- Übungsaufgabe A:
Ändere im Blogbeitrag über die Kuriositäten der Woche die Stelle, die mit „Beim Lesen der“ beginnt und mit „angeblich verschleiert wurden.“ endet. Gib diese Stelle wieder und setze dabei „Zeitschriften“ anstelle von „Zeitungen“ ein.
- Übungsaufgabe B:
Führe den Blogbeitrag über die Kuriositäten der Woche bitte ab seinem letzten Satz weiter.

- Auszug:
▶

Textatelier
BLOG vom: 19.04.2010

Kuriositäten der Woche: Fehlbarer Papst und Verschleierer

Autor: Heinz Scholz, Wissenschaftspublizist, Schopfheim D
 
Beim Lesen der Print- und Online-Ausgaben von Zeitungen gab es im Verlaufe der vergangenen Woche einige schier unglaubliche Höhepunkte und Kuriositäten zu entdecken.
 
Wird der Papst inhaftiert?
Die beste und kurioseste Meldung war die Folgende: Die prominenten Atheisten Richard Dawkins und Christopher Hitchens drängten die Justiz, Papst Benedikt XVI. bei seinem Grossbritannien-Besuch vom 16. bis 19.09.2010 zu inhaftieren. Er habe sich, so die Ankläger, schuldig gemacht, weil Vorkommnisse von Missbrauchsfällen durch Priester angeblich verschleiert wurden.

◀

Datensätze mit beschrifteten Punkten:
▶

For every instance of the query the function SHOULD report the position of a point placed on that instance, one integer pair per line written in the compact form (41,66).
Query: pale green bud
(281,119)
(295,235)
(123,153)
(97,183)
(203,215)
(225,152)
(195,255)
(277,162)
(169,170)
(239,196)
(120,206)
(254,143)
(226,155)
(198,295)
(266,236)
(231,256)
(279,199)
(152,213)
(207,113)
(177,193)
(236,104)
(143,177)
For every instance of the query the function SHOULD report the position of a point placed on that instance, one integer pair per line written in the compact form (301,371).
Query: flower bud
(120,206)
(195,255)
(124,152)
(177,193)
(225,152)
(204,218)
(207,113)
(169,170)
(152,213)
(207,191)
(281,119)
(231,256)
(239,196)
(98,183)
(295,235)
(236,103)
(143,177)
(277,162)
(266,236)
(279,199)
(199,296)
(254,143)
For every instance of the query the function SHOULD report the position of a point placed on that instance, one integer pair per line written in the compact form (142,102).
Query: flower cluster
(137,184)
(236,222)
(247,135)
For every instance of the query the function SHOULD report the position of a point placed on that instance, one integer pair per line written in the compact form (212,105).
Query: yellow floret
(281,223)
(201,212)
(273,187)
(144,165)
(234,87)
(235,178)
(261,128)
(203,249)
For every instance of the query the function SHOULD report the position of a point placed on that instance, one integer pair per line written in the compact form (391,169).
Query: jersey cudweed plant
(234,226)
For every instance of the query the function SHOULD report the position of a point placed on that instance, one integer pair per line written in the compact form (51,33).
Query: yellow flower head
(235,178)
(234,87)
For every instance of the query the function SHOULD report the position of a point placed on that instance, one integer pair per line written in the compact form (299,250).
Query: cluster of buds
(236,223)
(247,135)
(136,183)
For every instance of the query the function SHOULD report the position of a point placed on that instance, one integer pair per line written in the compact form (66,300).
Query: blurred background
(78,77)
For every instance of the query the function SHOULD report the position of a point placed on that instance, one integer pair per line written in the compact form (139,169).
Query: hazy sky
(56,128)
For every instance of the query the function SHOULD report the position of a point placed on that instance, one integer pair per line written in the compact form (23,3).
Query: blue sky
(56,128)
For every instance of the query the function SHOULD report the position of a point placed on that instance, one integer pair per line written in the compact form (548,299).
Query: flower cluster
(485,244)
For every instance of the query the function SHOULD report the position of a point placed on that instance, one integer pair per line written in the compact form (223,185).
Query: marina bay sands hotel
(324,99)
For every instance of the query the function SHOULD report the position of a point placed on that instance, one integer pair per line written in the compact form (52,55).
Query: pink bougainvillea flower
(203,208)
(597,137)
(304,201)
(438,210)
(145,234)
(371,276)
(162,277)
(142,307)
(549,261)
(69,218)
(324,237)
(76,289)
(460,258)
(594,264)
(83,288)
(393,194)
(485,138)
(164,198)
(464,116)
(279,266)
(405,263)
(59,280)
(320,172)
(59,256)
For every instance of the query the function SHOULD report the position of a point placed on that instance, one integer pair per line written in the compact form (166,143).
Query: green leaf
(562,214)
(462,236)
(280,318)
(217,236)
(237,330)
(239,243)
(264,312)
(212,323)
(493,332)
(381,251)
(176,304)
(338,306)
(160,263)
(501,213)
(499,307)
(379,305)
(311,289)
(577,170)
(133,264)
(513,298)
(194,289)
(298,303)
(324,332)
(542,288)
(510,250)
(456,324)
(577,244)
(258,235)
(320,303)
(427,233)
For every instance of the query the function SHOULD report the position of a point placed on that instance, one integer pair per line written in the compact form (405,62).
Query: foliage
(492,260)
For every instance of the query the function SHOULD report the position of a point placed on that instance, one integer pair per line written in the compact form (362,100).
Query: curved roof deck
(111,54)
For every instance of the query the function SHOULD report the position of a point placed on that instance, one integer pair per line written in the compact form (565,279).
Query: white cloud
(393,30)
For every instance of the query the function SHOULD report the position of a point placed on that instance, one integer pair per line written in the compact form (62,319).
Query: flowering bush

◀

- Übungsergebnis A:
Beim Lesen der Print- und Online-Ausgaben von Zeitschriften gab es im Verlaufe der vergangenen Woche einige schier unglaubliche Höhepunkte und Kuriositäten zu entdecken.
 
Wird der Papst inhaftiert?
Die beste und kurioseste Meldung war die Folgende: Die prominenten Atheisten Richard Dawkins und Christopher Hitchens drängten die Justiz, Papst Benedikt XVI. bei seinem Grossbritannien-Besuch vom 16. bis 19.09.2010 zu inhaftieren. Er habe sich, so die Ankläger, schuldig gemacht, weil Vorkommnisse von Missbrauchsfällen durch Priester angeblich verschleiert wurden.

- Übungsergebnis B:
 
Dieser arme und langsam entscheidende Papst, der so viel für die gebeutelte Kirche getan hat! Nun überlegen etliche Verantwortliche im Vatikan, den Papst „aus der Schusslinie“ zu nehmen. Ein Bauernopfer haben sie angeblich schon gefunden.
 
Es darf doch nicht sein, dass ein Papst fehlbar ist! Der „Spiegel“ widmete dem Papst eine längere Geschichte und zweifelte die Unfehlbarkeit des Papsts an. Der Titel des Hefts lautete „Der (Un)fehlbare Papst“. So werden Welten zum Einsturz gebracht.
 
Wer etwas Phantasie hat, stelle sich einmal vor, wie der Papst in einer schummrigen Zelle bei Wasser und Brot dahinschmoren würde. Aber der Wunsch der Atheisten wird sich wohl nicht erfüllen. Der Kölner Erzbischof Kardinal Joachim Meisner verglich in einer Predigt Dawkins Ideen mit denjenigen der Nationalsozialisten.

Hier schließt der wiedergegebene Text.